Natural-language object grounding data
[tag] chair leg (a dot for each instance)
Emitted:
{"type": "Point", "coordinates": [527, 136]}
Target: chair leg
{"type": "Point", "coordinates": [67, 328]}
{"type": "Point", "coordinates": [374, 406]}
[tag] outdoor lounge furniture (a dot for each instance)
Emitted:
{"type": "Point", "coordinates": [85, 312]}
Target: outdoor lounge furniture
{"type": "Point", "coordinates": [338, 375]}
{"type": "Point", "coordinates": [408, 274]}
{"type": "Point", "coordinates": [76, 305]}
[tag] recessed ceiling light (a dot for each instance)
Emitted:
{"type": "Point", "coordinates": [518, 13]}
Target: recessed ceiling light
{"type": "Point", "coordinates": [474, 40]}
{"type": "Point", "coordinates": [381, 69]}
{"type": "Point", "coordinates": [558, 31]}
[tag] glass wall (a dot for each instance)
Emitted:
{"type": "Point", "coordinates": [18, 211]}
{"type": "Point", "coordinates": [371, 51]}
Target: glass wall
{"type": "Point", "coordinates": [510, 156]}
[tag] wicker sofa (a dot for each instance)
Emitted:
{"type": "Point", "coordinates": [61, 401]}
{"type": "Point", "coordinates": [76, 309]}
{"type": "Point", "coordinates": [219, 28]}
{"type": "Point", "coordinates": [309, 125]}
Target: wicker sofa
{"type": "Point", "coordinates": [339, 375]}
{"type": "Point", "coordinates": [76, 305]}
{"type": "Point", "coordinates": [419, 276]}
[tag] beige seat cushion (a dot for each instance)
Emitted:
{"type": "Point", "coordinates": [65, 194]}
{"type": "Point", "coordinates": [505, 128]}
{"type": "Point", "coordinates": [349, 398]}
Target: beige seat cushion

**Description of the task**
Return every line of the records in which the word "beige" is found.

**Expected answer**
[tag] beige seat cushion (a dot for each instance)
Target: beige seat cushion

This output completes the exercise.